Request
In the records below, can you turn each line from the one with "Objective — locate the bright" to the one with "Target: bright patch of sky", both included, into a string in a JSON list, skipping blank lines and leaving out the pictures?

Source data
+++++
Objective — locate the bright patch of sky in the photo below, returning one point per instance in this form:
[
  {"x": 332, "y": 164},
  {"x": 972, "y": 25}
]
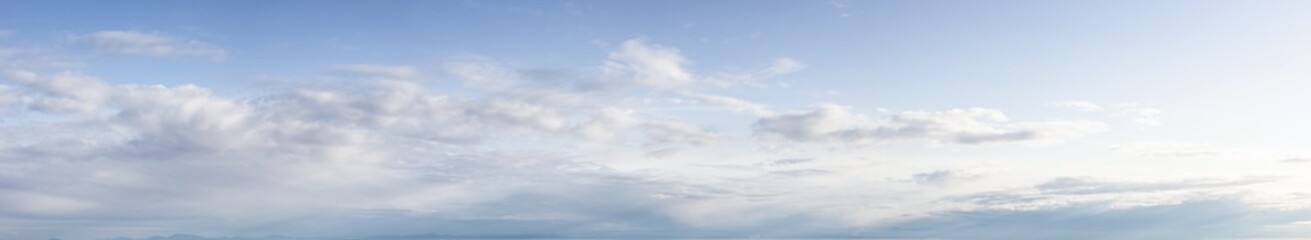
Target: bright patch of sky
+++++
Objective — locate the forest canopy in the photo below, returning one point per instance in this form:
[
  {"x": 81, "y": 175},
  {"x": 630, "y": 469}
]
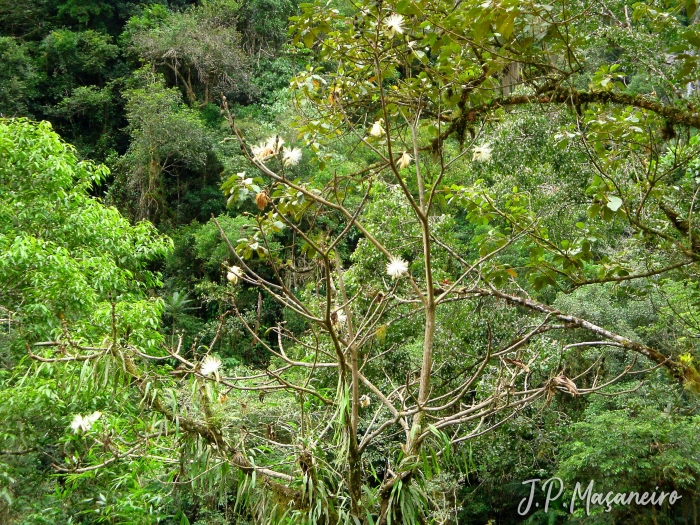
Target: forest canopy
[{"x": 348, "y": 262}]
+++++
Expected output
[
  "Objective — locate the bright patch of sky in the photo below, returning one point per instance in this form:",
  "[",
  "  {\"x\": 332, \"y\": 164},",
  "  {\"x\": 972, \"y\": 25}",
  "]",
  "Target: bright patch of sky"
]